• _Description of the task_:
Where does the string "eyeglasses" occur in the entries below? Copy every line where it does.
━━━ Input
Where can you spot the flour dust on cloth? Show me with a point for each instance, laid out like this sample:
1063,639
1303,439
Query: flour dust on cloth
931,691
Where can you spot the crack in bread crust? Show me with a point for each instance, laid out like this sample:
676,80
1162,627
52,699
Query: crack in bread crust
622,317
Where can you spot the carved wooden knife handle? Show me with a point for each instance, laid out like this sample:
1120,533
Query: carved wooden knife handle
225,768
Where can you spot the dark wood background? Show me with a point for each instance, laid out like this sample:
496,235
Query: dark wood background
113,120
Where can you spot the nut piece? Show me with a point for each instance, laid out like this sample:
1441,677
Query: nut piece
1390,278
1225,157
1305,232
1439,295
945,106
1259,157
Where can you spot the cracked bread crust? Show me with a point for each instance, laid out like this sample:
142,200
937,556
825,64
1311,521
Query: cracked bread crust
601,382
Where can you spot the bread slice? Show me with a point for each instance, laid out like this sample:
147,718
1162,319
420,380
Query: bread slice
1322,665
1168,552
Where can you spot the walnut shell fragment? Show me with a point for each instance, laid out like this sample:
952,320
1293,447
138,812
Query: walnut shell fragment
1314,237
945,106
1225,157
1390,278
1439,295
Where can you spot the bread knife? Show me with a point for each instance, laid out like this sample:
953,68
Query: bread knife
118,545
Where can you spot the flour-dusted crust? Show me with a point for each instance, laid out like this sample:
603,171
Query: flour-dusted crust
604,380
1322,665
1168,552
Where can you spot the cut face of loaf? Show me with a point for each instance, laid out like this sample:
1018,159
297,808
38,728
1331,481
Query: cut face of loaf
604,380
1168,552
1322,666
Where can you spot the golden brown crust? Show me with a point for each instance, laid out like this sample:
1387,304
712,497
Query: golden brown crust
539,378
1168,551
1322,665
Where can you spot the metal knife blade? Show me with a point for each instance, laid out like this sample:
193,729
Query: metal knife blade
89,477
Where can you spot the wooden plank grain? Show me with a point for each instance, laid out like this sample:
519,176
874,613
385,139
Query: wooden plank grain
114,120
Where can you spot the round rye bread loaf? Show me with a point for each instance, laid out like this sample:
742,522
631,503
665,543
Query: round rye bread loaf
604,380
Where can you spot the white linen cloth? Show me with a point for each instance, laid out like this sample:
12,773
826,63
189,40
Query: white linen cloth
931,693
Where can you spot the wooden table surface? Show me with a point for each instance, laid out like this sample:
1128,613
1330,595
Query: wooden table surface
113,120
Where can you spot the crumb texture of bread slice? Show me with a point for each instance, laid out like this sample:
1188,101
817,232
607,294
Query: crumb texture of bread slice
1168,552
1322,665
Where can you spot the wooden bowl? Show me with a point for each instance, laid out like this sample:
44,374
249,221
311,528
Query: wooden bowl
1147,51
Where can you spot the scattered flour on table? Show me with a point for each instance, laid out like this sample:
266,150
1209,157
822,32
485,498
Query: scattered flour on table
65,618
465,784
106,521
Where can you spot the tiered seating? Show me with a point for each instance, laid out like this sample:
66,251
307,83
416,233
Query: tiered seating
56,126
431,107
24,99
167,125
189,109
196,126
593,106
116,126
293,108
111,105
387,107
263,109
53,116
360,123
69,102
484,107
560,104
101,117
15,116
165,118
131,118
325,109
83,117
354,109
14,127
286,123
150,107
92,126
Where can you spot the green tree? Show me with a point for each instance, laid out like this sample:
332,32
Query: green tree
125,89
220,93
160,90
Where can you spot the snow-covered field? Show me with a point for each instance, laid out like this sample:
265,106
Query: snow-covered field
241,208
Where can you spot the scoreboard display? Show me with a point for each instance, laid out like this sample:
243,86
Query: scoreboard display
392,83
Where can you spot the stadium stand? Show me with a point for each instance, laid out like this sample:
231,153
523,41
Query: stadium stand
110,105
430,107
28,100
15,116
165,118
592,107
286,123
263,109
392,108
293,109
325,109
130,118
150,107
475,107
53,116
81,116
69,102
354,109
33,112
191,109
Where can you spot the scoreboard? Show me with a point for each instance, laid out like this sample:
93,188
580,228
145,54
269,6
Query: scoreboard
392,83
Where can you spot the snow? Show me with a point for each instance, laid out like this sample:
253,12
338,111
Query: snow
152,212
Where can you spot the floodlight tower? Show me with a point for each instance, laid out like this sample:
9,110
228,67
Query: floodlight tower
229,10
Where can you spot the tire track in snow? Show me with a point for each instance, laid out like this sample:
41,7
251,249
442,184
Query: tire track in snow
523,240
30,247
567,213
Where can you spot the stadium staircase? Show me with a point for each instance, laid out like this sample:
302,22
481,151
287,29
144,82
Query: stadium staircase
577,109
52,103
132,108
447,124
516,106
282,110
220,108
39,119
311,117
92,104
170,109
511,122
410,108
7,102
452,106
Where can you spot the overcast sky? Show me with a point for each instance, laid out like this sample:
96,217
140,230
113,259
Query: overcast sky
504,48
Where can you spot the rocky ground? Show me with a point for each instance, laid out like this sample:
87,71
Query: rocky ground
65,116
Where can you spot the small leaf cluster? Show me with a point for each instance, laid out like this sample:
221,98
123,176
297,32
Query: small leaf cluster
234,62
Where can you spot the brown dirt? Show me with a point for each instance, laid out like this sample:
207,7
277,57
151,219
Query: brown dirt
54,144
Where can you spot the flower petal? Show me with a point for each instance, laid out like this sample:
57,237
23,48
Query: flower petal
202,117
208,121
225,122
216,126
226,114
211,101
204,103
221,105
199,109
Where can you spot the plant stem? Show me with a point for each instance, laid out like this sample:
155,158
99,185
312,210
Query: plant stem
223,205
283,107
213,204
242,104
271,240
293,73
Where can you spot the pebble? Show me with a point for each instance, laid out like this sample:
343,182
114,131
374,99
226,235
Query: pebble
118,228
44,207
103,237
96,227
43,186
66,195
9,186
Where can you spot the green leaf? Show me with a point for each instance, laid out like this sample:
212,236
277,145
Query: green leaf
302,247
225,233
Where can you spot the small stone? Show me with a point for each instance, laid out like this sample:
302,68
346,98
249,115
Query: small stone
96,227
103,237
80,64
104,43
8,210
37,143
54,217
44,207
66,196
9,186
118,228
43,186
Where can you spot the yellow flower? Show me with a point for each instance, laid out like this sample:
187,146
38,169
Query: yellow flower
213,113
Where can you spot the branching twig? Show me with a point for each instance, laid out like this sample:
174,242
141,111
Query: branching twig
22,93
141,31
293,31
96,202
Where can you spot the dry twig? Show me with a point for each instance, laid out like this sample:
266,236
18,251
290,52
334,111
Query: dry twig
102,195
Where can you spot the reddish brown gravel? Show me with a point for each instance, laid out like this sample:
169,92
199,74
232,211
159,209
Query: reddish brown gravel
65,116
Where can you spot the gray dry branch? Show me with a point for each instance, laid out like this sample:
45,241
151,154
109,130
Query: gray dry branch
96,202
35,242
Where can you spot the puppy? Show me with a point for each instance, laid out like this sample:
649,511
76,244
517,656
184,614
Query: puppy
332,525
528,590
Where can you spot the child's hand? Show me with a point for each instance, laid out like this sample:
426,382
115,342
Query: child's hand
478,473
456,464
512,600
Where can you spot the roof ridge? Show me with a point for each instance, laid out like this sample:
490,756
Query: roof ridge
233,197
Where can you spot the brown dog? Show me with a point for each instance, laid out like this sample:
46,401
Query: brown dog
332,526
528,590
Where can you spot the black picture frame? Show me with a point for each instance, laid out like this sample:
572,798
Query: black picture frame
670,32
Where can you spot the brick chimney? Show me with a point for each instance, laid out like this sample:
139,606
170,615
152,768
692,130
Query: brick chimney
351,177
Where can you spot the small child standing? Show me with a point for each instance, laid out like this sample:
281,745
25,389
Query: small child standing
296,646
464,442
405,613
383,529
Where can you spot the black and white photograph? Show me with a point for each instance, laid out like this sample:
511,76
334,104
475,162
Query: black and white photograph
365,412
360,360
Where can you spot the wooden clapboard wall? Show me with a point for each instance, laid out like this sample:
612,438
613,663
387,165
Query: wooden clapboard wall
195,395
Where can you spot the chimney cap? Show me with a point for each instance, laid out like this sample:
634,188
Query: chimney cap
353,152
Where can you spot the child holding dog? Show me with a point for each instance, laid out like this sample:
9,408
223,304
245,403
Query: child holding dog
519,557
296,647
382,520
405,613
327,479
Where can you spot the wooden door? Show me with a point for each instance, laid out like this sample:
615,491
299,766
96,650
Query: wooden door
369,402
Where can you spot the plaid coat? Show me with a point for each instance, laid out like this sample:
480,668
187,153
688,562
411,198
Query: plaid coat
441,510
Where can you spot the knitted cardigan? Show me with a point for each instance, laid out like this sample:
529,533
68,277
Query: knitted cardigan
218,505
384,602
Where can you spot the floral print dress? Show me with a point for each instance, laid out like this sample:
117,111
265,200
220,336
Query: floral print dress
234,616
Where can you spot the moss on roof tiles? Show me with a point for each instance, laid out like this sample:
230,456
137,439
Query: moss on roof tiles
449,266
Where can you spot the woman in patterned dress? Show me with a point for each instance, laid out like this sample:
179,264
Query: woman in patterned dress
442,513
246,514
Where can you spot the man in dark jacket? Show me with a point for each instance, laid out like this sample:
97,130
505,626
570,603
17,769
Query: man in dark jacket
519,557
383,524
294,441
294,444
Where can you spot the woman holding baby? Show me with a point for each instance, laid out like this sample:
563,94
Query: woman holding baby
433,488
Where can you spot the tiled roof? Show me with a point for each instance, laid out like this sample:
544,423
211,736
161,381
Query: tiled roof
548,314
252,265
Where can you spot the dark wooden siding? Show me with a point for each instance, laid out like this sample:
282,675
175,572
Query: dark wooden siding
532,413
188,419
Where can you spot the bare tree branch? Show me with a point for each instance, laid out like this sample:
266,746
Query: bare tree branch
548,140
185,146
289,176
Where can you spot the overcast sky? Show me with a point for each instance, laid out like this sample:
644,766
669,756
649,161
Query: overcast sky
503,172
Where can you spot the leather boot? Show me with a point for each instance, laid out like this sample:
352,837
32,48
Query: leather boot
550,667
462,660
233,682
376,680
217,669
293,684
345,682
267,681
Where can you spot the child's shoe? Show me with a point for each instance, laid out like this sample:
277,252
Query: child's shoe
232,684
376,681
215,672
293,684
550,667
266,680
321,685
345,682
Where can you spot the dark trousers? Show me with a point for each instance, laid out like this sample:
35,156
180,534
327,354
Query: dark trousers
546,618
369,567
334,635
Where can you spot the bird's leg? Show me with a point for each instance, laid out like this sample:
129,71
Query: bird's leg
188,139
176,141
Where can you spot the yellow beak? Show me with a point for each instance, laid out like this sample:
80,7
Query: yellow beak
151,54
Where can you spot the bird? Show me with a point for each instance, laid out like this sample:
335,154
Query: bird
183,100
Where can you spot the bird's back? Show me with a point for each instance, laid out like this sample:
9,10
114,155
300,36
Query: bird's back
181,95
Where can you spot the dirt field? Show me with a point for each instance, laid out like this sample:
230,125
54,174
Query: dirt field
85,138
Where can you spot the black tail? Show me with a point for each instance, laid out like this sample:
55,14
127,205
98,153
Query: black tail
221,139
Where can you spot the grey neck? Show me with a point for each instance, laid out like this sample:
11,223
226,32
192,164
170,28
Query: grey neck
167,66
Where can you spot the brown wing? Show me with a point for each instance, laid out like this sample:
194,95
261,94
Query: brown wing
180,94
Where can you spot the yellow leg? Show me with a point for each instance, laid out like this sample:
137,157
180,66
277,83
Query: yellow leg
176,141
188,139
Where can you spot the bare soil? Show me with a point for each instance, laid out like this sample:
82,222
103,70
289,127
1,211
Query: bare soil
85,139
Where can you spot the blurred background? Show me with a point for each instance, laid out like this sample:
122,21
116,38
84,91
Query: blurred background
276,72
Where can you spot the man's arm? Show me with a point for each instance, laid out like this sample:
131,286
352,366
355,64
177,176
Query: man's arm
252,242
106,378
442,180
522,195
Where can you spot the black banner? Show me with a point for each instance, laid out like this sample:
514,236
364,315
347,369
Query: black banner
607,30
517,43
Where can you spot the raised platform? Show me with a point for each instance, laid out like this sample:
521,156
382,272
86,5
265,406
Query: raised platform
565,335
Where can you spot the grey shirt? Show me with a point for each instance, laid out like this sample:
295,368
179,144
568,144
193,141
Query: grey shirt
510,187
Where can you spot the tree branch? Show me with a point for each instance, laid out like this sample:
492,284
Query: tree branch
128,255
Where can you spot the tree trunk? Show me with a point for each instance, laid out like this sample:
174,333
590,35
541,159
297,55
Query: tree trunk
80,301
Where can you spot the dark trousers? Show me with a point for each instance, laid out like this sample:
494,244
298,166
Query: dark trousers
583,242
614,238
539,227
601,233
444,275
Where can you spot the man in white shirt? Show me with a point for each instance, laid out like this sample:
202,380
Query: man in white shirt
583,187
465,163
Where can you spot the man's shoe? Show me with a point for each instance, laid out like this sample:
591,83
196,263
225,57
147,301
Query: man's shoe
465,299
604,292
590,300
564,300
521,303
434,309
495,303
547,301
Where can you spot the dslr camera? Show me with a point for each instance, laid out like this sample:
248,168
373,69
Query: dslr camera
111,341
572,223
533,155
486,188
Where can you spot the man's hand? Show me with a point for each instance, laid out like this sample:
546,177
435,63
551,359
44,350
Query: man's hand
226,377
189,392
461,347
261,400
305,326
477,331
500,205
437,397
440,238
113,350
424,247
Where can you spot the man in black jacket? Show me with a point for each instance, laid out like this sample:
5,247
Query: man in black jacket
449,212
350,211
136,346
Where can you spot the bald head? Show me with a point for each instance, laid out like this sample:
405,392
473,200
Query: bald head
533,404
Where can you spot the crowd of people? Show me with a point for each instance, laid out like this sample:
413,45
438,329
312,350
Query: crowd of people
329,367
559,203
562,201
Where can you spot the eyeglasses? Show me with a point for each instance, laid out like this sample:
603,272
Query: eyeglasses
━━━━━━
• _Solved exercise_:
Where can you spot the eyeglasses? Show me with a point for each instance, laid out like this sample:
Query: eyeglasses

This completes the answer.